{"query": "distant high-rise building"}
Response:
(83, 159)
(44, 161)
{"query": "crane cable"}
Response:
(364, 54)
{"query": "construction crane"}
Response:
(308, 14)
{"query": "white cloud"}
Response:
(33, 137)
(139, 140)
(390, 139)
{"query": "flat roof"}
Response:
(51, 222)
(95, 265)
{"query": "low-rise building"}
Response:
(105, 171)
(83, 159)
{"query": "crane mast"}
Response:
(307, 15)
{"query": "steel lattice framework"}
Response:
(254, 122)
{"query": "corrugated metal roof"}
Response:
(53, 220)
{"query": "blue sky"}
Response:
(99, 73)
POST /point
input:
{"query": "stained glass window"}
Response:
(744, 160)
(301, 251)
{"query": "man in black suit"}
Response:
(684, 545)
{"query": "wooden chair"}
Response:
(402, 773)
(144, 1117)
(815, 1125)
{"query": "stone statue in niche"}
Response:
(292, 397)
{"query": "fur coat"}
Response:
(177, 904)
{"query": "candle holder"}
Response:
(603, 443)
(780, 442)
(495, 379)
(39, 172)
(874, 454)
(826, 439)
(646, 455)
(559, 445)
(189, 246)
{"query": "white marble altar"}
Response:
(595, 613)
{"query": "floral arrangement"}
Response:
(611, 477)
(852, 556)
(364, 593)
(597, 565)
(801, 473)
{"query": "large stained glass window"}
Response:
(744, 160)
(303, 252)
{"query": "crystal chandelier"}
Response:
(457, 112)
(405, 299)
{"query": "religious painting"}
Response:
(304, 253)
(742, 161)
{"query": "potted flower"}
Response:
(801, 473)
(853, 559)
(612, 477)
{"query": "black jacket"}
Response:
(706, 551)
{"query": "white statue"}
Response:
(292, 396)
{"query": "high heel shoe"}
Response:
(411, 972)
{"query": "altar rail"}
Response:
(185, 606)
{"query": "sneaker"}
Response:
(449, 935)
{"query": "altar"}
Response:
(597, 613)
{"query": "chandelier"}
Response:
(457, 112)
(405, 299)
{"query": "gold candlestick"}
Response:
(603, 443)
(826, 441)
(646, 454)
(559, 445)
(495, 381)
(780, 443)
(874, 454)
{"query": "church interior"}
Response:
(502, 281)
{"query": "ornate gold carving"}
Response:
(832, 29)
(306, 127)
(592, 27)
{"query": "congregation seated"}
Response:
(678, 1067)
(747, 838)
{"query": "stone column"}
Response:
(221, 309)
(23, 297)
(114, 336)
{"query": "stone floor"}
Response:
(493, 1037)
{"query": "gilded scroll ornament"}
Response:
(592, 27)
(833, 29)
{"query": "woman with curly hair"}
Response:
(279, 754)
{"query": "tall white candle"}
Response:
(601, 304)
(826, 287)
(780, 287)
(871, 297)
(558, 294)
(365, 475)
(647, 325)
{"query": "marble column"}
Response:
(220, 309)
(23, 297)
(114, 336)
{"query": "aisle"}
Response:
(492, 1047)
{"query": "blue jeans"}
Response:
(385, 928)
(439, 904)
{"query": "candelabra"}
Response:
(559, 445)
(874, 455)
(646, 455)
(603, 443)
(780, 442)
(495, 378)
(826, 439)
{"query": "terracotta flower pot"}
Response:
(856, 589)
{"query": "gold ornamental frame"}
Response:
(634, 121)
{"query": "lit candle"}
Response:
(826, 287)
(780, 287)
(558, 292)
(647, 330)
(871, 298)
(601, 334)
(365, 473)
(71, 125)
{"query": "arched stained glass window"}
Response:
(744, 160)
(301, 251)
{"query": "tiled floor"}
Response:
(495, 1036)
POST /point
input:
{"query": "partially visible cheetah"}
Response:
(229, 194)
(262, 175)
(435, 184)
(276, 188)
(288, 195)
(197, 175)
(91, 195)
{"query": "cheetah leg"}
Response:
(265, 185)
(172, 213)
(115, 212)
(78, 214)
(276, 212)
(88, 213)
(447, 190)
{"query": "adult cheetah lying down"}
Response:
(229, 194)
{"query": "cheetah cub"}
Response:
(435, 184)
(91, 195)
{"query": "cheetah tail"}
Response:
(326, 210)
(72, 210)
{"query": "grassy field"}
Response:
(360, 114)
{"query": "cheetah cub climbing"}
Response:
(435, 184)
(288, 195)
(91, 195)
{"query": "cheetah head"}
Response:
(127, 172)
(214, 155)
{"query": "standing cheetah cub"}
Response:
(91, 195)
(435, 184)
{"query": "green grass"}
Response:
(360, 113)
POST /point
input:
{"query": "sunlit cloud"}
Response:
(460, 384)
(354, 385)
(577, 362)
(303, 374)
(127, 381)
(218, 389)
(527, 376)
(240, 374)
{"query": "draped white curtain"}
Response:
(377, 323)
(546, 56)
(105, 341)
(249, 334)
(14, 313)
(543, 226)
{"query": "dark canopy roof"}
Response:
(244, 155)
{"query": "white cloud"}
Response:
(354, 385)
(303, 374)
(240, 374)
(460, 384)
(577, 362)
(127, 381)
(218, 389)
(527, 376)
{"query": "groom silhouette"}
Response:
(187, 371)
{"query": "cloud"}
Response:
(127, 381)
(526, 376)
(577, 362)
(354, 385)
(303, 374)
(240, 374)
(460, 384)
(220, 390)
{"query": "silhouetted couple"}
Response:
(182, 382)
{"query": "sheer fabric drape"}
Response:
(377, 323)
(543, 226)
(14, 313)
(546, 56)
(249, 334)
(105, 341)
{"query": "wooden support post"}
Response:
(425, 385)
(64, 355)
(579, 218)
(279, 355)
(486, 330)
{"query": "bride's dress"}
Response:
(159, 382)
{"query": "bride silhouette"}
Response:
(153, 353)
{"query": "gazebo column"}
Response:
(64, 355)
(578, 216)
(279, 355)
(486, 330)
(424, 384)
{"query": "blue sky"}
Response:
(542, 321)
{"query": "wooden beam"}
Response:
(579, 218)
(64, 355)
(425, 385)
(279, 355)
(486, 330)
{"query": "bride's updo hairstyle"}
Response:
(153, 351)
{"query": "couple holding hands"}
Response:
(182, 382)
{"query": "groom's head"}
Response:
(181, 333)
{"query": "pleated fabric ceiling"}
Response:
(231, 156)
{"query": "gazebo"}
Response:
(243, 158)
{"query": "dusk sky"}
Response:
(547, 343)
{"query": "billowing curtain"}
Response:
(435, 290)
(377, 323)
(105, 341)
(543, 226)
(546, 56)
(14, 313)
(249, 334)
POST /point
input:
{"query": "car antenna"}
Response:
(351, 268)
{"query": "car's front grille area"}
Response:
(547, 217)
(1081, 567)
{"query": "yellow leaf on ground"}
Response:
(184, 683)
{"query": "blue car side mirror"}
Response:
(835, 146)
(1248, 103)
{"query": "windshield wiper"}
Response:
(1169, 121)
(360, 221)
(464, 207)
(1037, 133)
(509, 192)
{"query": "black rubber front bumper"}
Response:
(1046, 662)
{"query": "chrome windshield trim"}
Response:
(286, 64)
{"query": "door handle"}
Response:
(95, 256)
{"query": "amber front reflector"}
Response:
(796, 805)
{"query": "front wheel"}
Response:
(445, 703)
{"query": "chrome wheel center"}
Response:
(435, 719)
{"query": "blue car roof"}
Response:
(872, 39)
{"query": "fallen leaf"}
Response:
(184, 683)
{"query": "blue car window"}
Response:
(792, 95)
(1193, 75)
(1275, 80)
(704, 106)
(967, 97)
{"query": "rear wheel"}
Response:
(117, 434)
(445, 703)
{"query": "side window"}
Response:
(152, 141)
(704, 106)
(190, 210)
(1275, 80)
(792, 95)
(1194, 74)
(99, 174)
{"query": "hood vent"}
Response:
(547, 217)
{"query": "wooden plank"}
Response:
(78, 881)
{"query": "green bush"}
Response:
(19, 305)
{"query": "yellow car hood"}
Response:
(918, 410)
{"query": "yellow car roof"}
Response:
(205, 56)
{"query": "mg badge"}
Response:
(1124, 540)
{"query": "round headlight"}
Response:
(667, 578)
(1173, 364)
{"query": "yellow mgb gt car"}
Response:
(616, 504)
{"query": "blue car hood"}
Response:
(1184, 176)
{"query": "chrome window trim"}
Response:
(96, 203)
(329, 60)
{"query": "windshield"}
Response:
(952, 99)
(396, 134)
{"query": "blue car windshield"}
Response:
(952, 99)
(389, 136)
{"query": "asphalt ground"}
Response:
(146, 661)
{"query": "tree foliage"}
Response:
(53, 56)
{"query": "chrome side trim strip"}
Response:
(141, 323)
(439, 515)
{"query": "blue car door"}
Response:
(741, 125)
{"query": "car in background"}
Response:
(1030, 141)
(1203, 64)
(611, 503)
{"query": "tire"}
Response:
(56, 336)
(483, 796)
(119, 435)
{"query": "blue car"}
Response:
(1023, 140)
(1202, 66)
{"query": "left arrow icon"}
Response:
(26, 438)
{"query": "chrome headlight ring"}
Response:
------------
_WHAT NEEDS TO BE DONE_
List every line of the entries above that contains the string "high", matching case exactly.

_OUTPUT FOR THIS EXERCISE_
{"query": "distant high-rise building"}
{"query": "high heel shoe"}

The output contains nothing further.